__AIM OF THE EXERCISE__:
Write out every line of the items below again, requests included and pictures left out, with each x and y coordinate in the answers multiplied by 0.7 and rounded to a whole number, halves rounding up.

[A run of items]

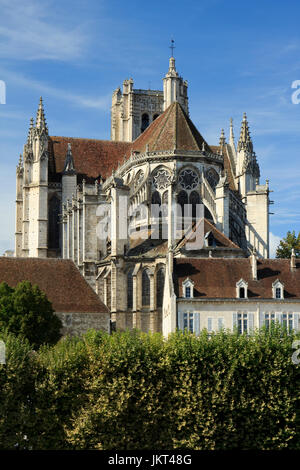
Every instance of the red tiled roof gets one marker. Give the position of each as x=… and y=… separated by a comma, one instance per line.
x=217, y=277
x=221, y=239
x=62, y=282
x=172, y=129
x=91, y=157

__FULL SOLUTION__:
Every instance of the red tiled roof gets one marker. Give the position of each as x=… and y=… separated by a comma, one instance per line.
x=152, y=194
x=155, y=167
x=43, y=197
x=120, y=90
x=64, y=110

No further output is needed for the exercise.